Passage provided
Why I’m happy to say that learning styles don’t exist

There is a curious constituency out there who are desperate to make the case for learning styles, despite all of the evidence that we now have. Some recognise the issues with the way learning styles have been implemented and yet still wish to keep them from the grave. We read that there might be something in it, somewhere; it’s all part of life’s rich tapestry.

This is a moral issue. Teacher workload is increased when managers pursue learning styles and we are all aware of the recruitment and retention problems affecting teaching. It is simply wrong to require teachers to fill-in boxes on lesson plans when it’s clear that there is no proven value in doing so. And yet this is an inevitable result of learning styles theories being undead. Just look at the responses to Tom Bennett’s recent tweets. The Zombie is out there and it is consuming the flesh of good, honest teachers. It is up to those of us with knowledge and a bit of a platform to try our best to kill it off.

Learning styles also risk labelling and stereotyping students; possibly the most dangerous part of the whole concept. As Coffield et. al. explain:

“The theorists warn of the dangers of labelling, whereby teachers come to view their students as being a certain type of learner, but despite this warning, many practitioners who use their instruments think in stereotypes and treat, for instance, vocational students as if they were all non-reflective activists… Similarly, students begin to label themselves; for example, at a conference attended by one of the reviewers, an able student reflected – perhaps somewhat ironically – on using the Dunn and Dunn Productivity Environmental Preference Survey (PEPS): ‘I learned that I was a low auditory, kinaesthetic learner. So there’s no point in me reading a book or listening to anyone for more than a few minutes’.”

Task data
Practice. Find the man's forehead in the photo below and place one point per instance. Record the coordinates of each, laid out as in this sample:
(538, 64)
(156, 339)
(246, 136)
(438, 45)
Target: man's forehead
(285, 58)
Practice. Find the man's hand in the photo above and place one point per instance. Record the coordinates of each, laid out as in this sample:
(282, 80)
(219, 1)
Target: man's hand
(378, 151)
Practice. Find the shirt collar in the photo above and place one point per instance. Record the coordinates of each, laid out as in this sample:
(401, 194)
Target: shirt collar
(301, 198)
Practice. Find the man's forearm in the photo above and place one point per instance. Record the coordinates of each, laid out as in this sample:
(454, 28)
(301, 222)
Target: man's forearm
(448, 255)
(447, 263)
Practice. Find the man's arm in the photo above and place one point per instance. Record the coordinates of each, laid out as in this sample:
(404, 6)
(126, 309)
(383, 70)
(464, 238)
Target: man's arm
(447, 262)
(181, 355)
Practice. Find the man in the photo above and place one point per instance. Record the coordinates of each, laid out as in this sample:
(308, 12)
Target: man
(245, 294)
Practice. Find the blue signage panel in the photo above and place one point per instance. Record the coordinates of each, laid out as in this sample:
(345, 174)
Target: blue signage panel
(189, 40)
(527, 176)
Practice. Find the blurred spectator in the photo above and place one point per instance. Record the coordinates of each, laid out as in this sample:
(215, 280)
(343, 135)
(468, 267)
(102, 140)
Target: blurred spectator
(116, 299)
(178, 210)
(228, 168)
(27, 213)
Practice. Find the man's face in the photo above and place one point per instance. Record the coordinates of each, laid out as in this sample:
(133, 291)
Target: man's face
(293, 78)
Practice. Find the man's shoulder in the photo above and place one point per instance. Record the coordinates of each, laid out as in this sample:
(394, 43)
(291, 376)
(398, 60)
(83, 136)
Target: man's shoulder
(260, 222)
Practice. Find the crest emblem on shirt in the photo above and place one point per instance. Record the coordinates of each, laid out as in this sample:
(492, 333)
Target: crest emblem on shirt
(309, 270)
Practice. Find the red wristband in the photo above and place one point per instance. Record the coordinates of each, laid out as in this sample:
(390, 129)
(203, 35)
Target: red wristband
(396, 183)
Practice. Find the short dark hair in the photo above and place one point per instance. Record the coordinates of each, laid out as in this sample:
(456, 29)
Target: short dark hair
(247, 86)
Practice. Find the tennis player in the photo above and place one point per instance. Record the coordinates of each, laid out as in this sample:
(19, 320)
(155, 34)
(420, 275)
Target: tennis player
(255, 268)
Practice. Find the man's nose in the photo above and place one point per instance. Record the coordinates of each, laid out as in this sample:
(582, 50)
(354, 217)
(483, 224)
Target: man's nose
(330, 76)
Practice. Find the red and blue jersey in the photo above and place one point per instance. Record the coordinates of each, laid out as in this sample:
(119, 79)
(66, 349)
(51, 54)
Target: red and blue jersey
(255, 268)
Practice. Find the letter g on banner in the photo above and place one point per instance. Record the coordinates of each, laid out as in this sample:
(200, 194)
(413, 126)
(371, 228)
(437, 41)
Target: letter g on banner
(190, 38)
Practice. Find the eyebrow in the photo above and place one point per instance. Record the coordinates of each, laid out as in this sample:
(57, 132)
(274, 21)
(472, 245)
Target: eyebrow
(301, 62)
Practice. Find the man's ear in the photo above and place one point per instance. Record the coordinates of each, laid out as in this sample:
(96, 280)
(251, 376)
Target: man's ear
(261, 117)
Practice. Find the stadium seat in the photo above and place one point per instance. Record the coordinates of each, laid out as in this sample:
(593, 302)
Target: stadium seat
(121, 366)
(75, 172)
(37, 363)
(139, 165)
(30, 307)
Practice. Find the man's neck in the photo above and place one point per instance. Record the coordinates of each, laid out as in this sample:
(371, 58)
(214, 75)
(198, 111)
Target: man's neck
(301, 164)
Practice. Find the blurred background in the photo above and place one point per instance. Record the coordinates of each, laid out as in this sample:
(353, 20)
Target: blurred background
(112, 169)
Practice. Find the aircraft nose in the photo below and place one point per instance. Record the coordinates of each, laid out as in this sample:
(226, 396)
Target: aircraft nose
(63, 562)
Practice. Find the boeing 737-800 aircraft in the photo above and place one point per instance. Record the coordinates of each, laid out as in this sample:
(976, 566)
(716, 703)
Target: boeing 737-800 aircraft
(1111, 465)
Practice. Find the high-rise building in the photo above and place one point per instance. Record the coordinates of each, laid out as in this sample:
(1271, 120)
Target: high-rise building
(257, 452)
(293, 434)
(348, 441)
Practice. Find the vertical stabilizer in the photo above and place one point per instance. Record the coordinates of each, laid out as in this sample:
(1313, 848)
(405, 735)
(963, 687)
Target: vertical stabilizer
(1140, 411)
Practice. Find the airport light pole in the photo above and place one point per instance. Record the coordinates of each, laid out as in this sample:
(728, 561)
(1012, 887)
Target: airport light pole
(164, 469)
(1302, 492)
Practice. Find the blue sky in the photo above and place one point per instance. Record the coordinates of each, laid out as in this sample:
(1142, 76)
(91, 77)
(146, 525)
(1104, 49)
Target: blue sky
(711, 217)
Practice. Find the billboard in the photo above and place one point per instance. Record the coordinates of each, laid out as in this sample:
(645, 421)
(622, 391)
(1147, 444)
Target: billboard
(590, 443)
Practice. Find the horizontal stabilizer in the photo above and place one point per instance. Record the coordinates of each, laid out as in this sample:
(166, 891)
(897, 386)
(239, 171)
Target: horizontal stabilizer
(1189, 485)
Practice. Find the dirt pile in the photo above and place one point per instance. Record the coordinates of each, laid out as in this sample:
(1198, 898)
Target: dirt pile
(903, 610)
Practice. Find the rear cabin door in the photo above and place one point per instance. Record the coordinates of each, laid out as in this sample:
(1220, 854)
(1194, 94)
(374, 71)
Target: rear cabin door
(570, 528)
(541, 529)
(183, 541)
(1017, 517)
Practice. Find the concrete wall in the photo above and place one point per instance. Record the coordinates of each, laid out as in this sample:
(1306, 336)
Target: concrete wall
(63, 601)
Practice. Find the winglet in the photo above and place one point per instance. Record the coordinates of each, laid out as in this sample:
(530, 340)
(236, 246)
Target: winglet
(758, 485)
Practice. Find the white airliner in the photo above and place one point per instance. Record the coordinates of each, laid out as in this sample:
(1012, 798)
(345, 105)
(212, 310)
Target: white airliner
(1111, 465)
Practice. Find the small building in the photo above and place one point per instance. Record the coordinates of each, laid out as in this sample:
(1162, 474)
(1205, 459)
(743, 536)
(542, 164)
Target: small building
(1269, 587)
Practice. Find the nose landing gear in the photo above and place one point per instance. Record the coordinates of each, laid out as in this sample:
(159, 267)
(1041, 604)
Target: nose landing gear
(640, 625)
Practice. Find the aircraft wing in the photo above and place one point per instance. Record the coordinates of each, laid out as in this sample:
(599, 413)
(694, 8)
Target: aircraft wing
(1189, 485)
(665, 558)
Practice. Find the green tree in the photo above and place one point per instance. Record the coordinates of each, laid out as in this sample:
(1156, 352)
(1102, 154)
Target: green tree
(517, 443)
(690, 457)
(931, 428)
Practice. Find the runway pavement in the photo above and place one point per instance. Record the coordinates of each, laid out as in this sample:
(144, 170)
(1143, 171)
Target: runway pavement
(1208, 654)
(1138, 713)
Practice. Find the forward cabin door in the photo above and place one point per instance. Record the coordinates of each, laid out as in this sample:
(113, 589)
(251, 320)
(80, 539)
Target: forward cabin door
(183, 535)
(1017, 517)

Requirement 1
Output the passage of the learning styles text starting at "There is a curious" and ending at "life’s rich tapestry.", copied word for word.
Requirement 2
Show every line of the records that contains the word "vertical".
The text on learning styles and the records were taken from separate sources.

Right answer 1
There is a curious constituency out there who are desperate to make the case for learning styles, despite all of the evidence that we now have. Some recognise the issues with the way learning styles have been implemented and yet still wish to keep them from the grave. We read that there might be something in it, somewhere; it’s all part of life’s rich tapestry.

Right answer 2
Practice. Find the vertical stabilizer in the photo above and place one point per instance. Record the coordinates of each, laid out as in this sample:
Target: vertical stabilizer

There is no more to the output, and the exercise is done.